## [Excerpt]
Journal of Consulting and Clinical Psychology Copyright 1982 by the American Psychological Association, Inc. 1982, Vol. 50, No. 4, 562-575 0022-006X/82/5004-0562$00.75
After a 4-week baseline period during which daily ratings of headache activity
were made and all participants took several psychological tests, 91 patients with
chronic headache (33 tension, 30 migraine, and 28 combined tension and migraine)
were given a 10-session relaxation-training regimen. Patients who did
not show substantial reductions in headache activity from the relaxation therapy
were given a 12-session regimen of biofeedback (thermal biofeedback for vascular
headaches, frontal electromyograph biofeedback for tension headaches). Relaxation
therapy alone led to significant improvement for all three headache groups,
with a trend for the tension headache group to respond the most favorably.
Biofeedback therapy led to further significant reduction in headache activity for
all who received it, with a trend for combined migraine and tension headache
patients to respond the most favorably. Overall, 73% of tension headache patients
and 52% of vascular headache patients were much improved. Multiple regression
analyses revealed that approximately 32% of the variance in end-of-treatment
headache diary scores could be predicted after relaxation and that 44% of the
variance after biofeedback could be predicted using standard psychological tests.
Moreover, over 72% of each headache group could be correctly classified as
successful or not successful using the same tests in discriminant function analyses.

## [Material supplied]
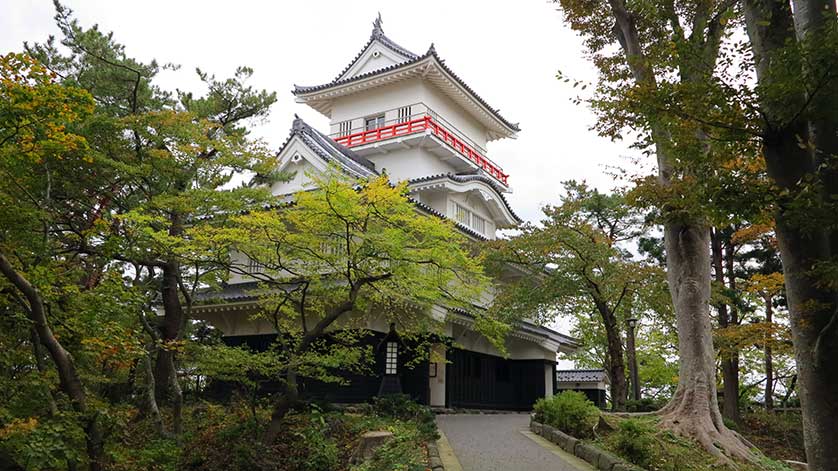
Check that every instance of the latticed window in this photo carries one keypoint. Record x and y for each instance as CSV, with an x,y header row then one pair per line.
x,y
344,128
478,223
404,114
462,215
392,358
374,122
469,219
253,266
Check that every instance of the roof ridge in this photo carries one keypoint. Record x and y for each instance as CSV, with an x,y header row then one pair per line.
x,y
376,35
301,89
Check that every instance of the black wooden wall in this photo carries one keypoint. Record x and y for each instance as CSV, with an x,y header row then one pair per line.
x,y
480,381
359,387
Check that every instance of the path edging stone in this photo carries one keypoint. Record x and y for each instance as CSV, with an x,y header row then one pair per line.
x,y
599,459
434,460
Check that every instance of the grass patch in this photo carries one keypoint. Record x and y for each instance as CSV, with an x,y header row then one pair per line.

## [What is required]
Reproduce word for word the part of the headache treatment abstract that begins at the words "Biofeedback therapy led" and stops after the words "standard psychological tests.".

## [Solved exercise]
Biofeedback therapy led to further significant reduction in headache activity for
all who received it, with a trend for combined migraine and tension headache
patients to respond the most favorably. Overall, 73% of tension headache patients
and 52% of vascular headache patients were much improved. Multiple regression
analyses revealed that approximately 32% of the variance in end-of-treatment
headache diary scores could be predicted after relaxation and that 44% of the
variance after biofeedback could be predicted using standard psychological tests.